Extrait à lire -
* * * * * * *

Publié par Afrique XXI, le 22 novembre 2022.

Une histoire coloniale

« Je veux une francophonie forte, rayonnante, qui illumine, qui conquiert [!], tambourine le président Emmanuel Macron lors de son discours de Ouagadougou, en novembre 2017. [Le] français d’Afrique, des Caraïbes, de Pacifique, ce français au pluriel que vous avez fait vivre, c’est celui-là que je veux voir rayonner, portez-le avec fierté, ne cédez à aucun discours qui voudrait en quelque sorte renfermer le français dans une langue morte ou combattre le français comme une langue trop chargée par un passé qui n’est pas à la hauteur du nôtre ! » Régulièrement brandie dans la bouche des chefs d’État français comme un symbole de fraternité et d’ouverture aux autres, la francophonie est en réalité étroitement associée à l’histoire coloniale.

Le mot est employé pour la première fois par le géographe français Onésime Reclus à la fin du XIXe siècle. Promoteur de l’aventure coloniale française, dans son ouvrage Lâchons l’Asie, prenons l’Afrique, Reclus formule deux interrogations : « Où renaître ? Et comment durer ? » Les réponses apportées par l’auteur s’inscrivent en droite ligne des théories expansionnistes développées à la même époque par les partisans de la colonisation, au rang desquels figurent l’homme politique Léon Gambetta et l’économiste Paul Leroy-Beaulieu. Reclus annonce le « grand destin » qui attend la France après ses déboires militaires face à la Prusse (1870 -1871). Pour lui, il ne fait aucun doute que la renaissance française doit se faire « à moins de deux cents lieues de nous », en Afrique [1]. Et, l’instrument qui permettra d’y assurer une présence durable n’est autre que la langue.

Telle la Rome antique au temps de sa splendeur qui « triompha des peuples en subtilisant leur âme », la France doit conquérir les peuples africains par sa langue, théorise le géographe. Il s’agit précisément, écrit-il, d’« assimiler nos Africains, de quelque race qu’ils soient, en un peuple ayant notre langue pour langue commune. Car l’unité du langage entraîne peu à peu l’union des volontés. Nous avons tout simplement à imiter Rome qui sut latiniser, méditerranéiser nos ancêtres, après les avoir domptés par le fer. [2] »

Si, au départ, Reclus entend décrire la communauté linguistique et géographique des « gens parlant français », le concept de francophonie finit par sous-entendre chez lui une idéologie de domination. La politique coloniale d’assimilation par la langue devient le préalable à l’extension de la présence française hors de l’Europe. Cette volonté de rayonnement par la langue n’est pas un dérivé de l’idéologie coloniale : elle est au cœur de son projet hégémonique. Elle persiste aujourd’hui comme toile de fond de la francophonie moderne, en dépit des dénégations de ses promoteurs.

La base d’une « indestructible influence »

* * * * * * *

Lignes de données -
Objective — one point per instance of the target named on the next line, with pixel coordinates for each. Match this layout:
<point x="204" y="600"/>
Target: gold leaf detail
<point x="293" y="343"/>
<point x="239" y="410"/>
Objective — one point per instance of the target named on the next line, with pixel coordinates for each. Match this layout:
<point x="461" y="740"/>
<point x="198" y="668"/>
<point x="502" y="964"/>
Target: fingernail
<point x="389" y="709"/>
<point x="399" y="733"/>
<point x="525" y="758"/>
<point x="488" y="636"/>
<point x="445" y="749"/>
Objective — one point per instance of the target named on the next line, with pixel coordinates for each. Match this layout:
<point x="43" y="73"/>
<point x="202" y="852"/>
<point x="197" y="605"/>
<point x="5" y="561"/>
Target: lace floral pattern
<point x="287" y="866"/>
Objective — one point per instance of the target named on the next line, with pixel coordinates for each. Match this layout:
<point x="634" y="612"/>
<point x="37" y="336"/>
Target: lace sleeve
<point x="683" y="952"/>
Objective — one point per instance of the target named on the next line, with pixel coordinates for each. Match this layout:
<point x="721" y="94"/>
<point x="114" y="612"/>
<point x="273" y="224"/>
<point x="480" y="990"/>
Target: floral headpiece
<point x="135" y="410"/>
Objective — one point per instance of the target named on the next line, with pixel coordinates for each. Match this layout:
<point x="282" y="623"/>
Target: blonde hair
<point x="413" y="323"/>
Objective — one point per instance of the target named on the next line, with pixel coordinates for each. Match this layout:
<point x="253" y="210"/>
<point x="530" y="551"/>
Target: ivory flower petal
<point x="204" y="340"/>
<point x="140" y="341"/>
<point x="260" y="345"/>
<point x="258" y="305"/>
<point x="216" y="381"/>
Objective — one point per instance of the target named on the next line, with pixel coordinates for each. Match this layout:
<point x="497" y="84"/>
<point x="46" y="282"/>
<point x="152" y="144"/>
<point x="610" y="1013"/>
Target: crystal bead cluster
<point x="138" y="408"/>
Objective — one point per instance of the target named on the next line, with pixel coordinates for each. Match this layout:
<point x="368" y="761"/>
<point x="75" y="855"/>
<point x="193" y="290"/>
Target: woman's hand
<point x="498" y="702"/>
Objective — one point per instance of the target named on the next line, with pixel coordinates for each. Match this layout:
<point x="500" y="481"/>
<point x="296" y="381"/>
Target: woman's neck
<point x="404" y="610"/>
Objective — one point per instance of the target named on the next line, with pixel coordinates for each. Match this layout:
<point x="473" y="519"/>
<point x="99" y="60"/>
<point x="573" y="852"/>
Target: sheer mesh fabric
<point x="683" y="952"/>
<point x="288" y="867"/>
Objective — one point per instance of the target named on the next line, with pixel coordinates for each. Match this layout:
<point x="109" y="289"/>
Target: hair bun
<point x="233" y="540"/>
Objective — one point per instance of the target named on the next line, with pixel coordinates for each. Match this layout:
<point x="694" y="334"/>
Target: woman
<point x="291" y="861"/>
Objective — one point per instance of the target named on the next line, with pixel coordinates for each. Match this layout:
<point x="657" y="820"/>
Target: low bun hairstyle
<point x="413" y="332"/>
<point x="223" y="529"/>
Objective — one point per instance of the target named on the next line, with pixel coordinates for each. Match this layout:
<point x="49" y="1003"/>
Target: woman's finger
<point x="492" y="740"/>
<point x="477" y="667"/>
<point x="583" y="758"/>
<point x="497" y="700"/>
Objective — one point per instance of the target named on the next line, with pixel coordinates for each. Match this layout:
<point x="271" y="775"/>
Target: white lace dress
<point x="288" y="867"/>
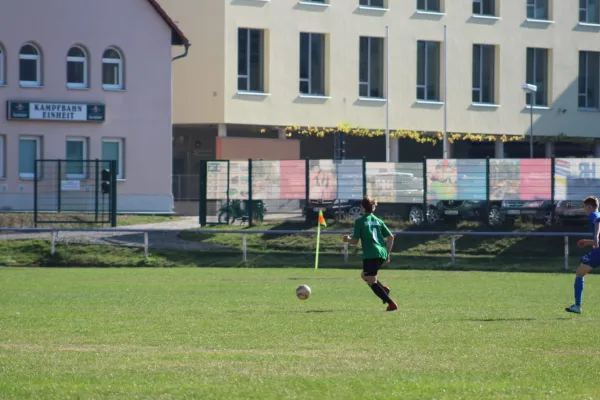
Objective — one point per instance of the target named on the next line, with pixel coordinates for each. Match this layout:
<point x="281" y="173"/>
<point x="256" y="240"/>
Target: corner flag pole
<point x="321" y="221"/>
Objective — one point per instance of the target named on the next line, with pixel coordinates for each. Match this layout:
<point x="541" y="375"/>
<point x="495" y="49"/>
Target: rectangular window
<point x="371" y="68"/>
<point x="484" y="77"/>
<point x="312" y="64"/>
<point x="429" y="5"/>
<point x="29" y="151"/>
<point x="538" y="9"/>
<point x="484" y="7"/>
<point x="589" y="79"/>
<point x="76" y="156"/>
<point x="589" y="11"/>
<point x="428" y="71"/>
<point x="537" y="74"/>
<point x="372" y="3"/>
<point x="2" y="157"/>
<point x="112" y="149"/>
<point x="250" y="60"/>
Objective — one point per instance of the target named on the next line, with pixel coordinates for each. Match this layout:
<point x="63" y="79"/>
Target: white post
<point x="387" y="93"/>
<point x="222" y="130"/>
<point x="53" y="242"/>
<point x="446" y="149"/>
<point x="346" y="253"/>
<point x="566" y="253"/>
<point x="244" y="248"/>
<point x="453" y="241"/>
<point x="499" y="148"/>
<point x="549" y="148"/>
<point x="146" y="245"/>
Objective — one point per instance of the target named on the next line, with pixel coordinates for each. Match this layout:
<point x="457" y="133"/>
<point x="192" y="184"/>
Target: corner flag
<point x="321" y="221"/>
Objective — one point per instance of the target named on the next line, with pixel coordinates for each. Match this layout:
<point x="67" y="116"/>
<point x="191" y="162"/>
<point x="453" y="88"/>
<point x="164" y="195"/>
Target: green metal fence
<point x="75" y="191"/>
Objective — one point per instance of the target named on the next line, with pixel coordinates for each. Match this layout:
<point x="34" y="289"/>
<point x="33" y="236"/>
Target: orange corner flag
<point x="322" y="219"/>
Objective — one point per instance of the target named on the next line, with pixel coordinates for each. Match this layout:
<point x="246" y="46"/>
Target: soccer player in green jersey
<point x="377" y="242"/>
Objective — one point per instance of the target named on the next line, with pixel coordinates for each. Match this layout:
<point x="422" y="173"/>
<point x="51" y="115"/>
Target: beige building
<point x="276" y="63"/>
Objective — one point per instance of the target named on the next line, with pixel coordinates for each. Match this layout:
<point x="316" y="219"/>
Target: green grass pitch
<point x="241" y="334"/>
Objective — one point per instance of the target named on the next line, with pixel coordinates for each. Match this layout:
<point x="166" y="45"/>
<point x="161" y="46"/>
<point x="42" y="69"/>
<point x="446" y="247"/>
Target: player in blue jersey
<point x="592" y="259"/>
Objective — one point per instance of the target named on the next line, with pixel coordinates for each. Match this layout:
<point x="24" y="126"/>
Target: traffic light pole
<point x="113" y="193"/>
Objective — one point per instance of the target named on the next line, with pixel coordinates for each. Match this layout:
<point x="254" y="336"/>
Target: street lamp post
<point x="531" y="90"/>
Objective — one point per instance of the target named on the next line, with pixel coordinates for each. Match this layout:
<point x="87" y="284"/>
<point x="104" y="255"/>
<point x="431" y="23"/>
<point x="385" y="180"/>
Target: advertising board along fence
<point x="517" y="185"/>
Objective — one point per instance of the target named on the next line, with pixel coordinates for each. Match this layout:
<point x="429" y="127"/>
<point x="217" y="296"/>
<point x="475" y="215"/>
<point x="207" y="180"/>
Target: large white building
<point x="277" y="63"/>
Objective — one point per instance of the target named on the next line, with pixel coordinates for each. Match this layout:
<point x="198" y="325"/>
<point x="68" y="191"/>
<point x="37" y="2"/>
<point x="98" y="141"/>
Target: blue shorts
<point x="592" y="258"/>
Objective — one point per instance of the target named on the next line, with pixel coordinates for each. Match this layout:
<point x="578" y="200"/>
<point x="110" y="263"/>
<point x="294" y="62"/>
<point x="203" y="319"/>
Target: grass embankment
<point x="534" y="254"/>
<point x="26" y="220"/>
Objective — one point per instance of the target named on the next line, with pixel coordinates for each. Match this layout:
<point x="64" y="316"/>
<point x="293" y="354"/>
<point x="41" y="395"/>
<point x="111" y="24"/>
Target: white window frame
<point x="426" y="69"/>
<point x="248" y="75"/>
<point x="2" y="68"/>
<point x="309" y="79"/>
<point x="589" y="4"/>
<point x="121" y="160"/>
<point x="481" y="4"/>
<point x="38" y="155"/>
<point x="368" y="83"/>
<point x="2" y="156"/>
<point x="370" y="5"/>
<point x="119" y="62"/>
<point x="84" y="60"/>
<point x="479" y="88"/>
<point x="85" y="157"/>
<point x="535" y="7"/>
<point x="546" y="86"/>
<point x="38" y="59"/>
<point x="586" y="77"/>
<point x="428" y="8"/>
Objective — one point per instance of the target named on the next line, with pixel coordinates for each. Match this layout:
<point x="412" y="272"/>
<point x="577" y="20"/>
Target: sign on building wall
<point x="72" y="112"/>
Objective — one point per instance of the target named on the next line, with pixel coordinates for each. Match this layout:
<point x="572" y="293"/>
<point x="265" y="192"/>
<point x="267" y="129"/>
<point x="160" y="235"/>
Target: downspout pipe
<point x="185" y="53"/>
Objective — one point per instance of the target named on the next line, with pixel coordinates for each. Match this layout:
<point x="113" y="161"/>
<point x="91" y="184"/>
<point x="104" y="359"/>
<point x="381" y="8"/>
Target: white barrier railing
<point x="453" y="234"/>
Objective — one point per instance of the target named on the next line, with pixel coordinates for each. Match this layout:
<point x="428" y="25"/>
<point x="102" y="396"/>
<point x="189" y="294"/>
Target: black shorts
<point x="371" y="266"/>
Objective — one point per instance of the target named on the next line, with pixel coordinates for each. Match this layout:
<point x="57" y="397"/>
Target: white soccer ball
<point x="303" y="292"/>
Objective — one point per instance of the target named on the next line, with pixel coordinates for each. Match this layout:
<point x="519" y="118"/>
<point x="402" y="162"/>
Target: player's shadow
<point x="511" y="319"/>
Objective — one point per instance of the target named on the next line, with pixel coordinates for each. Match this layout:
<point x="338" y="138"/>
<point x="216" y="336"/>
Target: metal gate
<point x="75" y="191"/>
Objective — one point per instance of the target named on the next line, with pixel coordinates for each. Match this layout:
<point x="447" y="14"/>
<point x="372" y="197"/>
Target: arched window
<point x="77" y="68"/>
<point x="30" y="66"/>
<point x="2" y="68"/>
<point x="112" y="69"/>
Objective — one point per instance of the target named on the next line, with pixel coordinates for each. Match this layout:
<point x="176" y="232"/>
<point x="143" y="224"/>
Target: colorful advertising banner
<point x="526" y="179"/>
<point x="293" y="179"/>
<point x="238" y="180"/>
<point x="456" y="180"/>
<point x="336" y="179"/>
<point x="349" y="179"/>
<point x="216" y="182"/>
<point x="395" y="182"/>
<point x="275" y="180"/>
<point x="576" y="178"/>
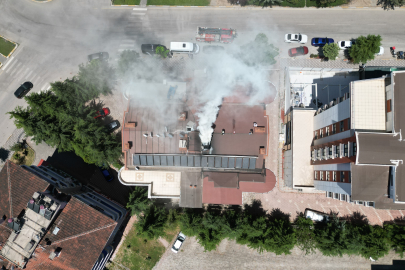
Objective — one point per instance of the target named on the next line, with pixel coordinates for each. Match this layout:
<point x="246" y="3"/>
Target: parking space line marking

* * * * * * *

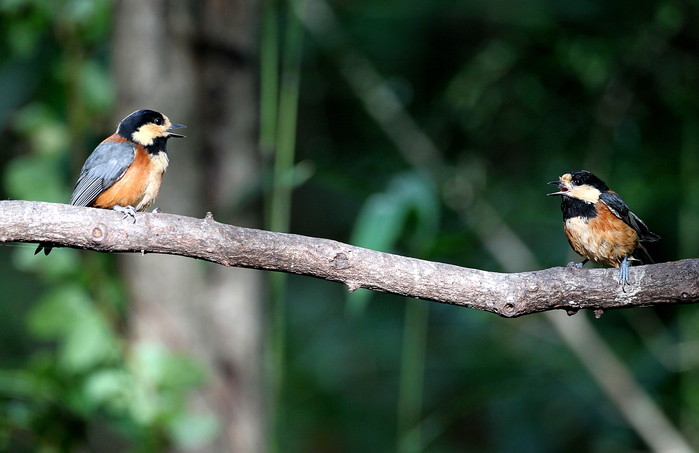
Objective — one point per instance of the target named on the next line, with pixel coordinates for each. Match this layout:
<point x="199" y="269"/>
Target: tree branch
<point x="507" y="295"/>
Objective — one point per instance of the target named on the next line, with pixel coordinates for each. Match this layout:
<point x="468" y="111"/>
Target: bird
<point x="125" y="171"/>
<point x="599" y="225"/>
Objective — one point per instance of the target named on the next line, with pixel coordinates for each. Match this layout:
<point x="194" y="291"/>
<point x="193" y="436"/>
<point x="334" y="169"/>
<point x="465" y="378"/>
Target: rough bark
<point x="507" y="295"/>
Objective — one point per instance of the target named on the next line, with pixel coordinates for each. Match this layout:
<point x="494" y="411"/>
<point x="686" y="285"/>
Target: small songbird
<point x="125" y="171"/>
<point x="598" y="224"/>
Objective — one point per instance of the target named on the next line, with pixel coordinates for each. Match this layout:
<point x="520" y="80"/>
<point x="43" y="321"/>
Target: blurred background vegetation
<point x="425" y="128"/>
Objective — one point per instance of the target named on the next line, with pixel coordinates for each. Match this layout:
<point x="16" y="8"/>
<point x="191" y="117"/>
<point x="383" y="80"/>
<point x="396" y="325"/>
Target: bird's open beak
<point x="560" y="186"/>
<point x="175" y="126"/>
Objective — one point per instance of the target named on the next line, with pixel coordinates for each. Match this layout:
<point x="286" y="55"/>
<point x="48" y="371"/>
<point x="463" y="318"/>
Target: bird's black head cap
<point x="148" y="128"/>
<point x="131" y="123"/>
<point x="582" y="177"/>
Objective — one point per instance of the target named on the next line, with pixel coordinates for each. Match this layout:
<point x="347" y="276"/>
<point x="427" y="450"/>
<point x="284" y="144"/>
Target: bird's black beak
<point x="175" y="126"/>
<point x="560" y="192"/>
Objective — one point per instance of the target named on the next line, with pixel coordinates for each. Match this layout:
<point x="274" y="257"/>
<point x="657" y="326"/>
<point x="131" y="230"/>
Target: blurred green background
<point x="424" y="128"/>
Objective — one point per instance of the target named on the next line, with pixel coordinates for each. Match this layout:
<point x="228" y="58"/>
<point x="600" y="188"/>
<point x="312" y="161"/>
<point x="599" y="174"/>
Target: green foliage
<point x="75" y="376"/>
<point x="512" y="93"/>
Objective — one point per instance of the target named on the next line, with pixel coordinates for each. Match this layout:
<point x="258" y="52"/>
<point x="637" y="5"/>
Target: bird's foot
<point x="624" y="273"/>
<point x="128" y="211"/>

* * * * * * *

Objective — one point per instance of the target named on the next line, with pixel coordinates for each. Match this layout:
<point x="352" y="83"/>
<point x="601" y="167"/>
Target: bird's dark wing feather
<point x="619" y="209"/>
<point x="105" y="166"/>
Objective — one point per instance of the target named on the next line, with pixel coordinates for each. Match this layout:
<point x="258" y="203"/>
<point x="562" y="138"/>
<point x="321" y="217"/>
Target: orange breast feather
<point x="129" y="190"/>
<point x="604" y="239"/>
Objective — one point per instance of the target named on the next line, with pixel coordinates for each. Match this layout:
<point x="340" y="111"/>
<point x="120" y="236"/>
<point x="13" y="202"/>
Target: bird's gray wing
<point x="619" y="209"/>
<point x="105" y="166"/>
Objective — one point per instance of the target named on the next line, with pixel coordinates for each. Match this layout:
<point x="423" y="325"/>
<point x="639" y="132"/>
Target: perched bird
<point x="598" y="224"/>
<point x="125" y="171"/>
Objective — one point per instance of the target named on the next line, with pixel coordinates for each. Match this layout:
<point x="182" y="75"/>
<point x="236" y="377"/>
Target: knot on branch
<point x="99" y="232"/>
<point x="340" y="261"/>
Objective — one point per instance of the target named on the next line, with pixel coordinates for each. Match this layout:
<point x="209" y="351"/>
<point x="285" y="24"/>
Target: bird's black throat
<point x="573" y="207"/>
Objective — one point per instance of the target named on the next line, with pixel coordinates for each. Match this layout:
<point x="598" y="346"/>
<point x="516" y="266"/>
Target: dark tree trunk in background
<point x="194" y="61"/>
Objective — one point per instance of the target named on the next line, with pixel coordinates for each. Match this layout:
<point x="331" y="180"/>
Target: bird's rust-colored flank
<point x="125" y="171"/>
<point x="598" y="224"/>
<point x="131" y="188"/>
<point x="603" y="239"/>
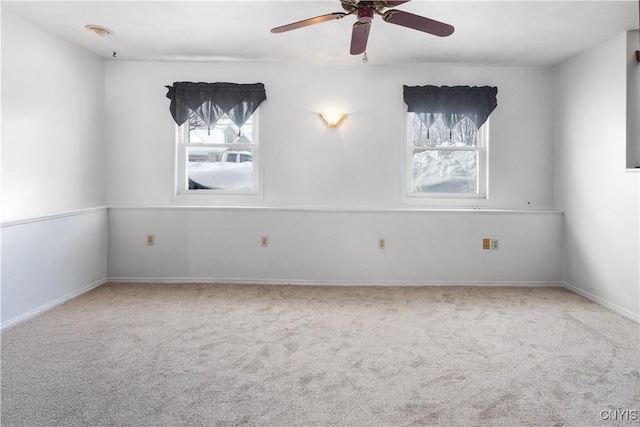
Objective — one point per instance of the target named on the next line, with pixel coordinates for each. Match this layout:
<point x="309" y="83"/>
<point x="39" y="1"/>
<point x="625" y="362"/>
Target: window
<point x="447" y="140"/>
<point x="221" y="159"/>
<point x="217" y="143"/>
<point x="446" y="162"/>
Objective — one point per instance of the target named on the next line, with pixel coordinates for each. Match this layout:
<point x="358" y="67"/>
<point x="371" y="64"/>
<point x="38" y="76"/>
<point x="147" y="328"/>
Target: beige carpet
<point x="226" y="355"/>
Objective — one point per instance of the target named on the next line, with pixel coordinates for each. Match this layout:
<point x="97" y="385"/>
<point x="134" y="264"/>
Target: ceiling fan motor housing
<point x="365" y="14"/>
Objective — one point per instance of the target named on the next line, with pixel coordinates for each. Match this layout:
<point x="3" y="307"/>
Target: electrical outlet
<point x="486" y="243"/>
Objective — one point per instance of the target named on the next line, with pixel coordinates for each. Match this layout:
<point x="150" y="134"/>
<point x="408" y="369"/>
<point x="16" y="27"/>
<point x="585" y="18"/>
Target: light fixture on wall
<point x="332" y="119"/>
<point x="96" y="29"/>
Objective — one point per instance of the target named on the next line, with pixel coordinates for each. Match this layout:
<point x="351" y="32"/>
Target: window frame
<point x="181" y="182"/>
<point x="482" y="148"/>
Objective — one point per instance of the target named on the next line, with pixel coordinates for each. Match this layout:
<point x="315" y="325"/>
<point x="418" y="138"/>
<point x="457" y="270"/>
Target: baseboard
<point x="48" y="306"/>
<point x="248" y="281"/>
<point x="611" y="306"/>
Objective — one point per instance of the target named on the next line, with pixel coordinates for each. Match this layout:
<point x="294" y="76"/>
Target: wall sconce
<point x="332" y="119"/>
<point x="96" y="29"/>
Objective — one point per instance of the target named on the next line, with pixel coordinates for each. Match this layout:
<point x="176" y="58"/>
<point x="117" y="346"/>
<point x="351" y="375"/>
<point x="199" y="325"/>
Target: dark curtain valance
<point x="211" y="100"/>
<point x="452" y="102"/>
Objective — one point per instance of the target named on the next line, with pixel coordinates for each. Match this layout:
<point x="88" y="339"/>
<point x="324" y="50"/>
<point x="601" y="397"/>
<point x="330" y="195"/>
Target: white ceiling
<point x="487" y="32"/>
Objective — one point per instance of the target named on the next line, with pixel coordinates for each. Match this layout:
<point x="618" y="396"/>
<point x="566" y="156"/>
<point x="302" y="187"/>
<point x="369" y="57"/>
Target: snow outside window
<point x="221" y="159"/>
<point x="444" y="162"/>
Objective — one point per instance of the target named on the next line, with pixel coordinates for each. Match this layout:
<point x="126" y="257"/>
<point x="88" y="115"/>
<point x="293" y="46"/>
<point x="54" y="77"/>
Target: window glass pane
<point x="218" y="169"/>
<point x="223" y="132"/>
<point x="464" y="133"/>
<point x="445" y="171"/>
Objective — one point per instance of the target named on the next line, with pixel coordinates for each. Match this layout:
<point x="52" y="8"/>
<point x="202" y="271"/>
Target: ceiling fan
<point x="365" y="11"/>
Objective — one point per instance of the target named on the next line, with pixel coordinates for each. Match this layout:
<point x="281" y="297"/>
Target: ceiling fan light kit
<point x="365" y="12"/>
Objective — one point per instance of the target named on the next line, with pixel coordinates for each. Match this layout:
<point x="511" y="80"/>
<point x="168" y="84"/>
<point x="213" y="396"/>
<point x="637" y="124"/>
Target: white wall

* * * * * * *

Exercice - Reproduisez le passage de l'extrait sur la francophonie qui va de « Le mot est employé » jusqu'à « que la langue. » inclus, en remplaçant « déboires » par « revers ». Les entrées ne sont d'aucune utilité pour ce travail.

Corrigé -
Le mot est employé pour la première fois par le géographe français Onésime Reclus à la fin du XIXe siècle. Promoteur de l’aventure coloniale française, dans son ouvrage Lâchons l’Asie, prenons l’Afrique, Reclus formule deux interrogations : « Où renaître ? Et comment durer ? » Les réponses apportées par l’auteur s’inscrivent en droite ligne des théories expansionnistes développées à la même époque par les partisans de la colonisation, au rang desquels figurent l’homme politique Léon Gambetta et l’économiste Paul Leroy-Beaulieu. Reclus annonce le « grand destin » qui attend la France après ses revers militaires face à la Prusse (1870 -1871). Pour lui, il ne fait aucun doute que la renaissance française doit se faire « à moins de deux cents lieues de nous », en Afrique [1]. Et, l’instrument qui permettra d’y assurer une présence durable n’est autre que la langue.